§ WORK INSTRUCTIONS
Extract the data exactly, missing nothing.

--------------------

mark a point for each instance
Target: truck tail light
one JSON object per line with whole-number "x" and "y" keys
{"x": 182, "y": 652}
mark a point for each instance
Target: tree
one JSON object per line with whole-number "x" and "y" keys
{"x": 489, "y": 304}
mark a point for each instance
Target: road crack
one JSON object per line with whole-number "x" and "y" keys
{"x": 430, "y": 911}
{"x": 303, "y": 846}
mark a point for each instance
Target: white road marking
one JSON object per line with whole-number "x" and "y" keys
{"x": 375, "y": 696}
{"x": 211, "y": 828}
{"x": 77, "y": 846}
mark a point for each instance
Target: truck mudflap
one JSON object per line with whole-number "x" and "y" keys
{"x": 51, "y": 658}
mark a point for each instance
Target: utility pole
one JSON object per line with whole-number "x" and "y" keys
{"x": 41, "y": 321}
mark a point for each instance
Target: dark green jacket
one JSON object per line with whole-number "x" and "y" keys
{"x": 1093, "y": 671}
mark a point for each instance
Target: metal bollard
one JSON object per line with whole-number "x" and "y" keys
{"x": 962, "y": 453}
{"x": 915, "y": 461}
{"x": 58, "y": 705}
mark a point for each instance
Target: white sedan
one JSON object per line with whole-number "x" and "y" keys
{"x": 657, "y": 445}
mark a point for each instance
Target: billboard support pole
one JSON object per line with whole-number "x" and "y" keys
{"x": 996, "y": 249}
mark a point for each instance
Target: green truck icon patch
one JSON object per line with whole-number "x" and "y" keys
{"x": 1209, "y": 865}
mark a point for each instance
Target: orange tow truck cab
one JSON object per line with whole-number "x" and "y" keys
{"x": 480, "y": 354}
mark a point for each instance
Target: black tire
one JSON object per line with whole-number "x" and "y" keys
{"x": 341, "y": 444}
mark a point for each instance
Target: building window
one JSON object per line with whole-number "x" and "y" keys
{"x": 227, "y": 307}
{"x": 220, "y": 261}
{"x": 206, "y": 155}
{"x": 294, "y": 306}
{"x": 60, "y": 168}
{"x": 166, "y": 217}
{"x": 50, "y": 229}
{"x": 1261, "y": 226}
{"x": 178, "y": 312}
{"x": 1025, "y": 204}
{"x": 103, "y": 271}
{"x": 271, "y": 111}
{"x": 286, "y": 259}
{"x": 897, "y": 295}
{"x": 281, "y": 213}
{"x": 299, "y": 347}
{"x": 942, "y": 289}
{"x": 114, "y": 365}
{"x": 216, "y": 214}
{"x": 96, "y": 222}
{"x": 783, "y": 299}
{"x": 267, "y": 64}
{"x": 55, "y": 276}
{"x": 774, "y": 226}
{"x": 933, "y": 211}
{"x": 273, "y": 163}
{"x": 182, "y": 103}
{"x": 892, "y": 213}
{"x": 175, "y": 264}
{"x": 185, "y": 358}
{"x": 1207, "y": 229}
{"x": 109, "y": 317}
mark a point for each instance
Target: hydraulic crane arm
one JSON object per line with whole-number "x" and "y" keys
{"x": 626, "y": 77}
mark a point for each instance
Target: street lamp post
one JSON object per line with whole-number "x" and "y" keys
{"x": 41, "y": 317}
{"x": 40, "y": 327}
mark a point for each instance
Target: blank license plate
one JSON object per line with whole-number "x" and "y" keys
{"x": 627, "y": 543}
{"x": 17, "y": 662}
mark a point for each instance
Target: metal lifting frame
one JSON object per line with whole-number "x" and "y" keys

--------------------

§ RESULT
mark a point for each instance
Target: truck tail light
one JSON object per line with whole-number "x" and "y" keys
{"x": 182, "y": 652}
mark a point for each instance
Target: tree
one JSON object per line with whole-number "x" and "y" keys
{"x": 489, "y": 304}
mark a point for each instance
Target: road crack
one JSON object per line with whole-number "x" and "y" keys
{"x": 430, "y": 911}
{"x": 303, "y": 846}
mark a point for each instance
Target: white road marking
one JSON object per line with whole-number "x" and "y" keys
{"x": 375, "y": 696}
{"x": 211, "y": 828}
{"x": 77, "y": 846}
mark a point for each instance
Target: truck mudflap
one JSON object per line with whole-number "x" and "y" keys
{"x": 51, "y": 658}
mark a point for each instance
Target: utility pole
one JSON object per line with whole-number "x" and "y" keys
{"x": 41, "y": 321}
mark a point for each instance
Target: dark green jacket
one JSON object per line with whole-number "x" and "y" keys
{"x": 1093, "y": 671}
mark a point for each instance
Target: metal bollard
one JSON object per line with whole-number "x" and "y" keys
{"x": 962, "y": 453}
{"x": 915, "y": 461}
{"x": 58, "y": 705}
mark a point for each instance
Target: white sedan
one JSON object per line with whole-number "x" and "y" keys
{"x": 657, "y": 445}
mark a point for each instance
Target: billboard support pole
one JSON object per line with whole-number "x" and "y" keys
{"x": 996, "y": 249}
mark a point for each instance
Target: green truck icon patch
one JSON object per line with whole-number "x" and "y" keys
{"x": 1209, "y": 865}
mark a point for each instance
Target: orange tow truck cab
one JSON object per line with whole-number "x" and "y" keys
{"x": 480, "y": 354}
mark a point for each instance
Target: black tire
one JSON object per line with whole-number "x" and "y" keys
{"x": 341, "y": 444}
mark a point for each instance
Target: building window
one JSON object per line with whole-number "x" and "y" keys
{"x": 227, "y": 307}
{"x": 220, "y": 261}
{"x": 206, "y": 155}
{"x": 294, "y": 306}
{"x": 60, "y": 168}
{"x": 166, "y": 217}
{"x": 50, "y": 229}
{"x": 1261, "y": 226}
{"x": 178, "y": 312}
{"x": 1025, "y": 204}
{"x": 103, "y": 271}
{"x": 271, "y": 111}
{"x": 286, "y": 259}
{"x": 897, "y": 295}
{"x": 281, "y": 213}
{"x": 299, "y": 347}
{"x": 942, "y": 289}
{"x": 114, "y": 365}
{"x": 216, "y": 214}
{"x": 96, "y": 222}
{"x": 783, "y": 299}
{"x": 267, "y": 64}
{"x": 55, "y": 276}
{"x": 774, "y": 226}
{"x": 933, "y": 211}
{"x": 273, "y": 163}
{"x": 182, "y": 103}
{"x": 892, "y": 213}
{"x": 175, "y": 264}
{"x": 185, "y": 358}
{"x": 1207, "y": 229}
{"x": 109, "y": 317}
mark a point for each instance
Target: hydraulic crane arm
one JSON object per line with whole-number "x" and "y" keys
{"x": 626, "y": 77}
mark a point for each instance
Target: street lamp post
one JSON object per line with whole-number "x" and "y" keys
{"x": 41, "y": 317}
{"x": 40, "y": 327}
mark a point for each instance
Target: blank license plate
one JSON object per line with whole-number "x" and "y" keys
{"x": 627, "y": 543}
{"x": 17, "y": 662}
mark a point for each instance
Target: metal lifting frame
one JSON object per line with whole-number "x" and "y" keys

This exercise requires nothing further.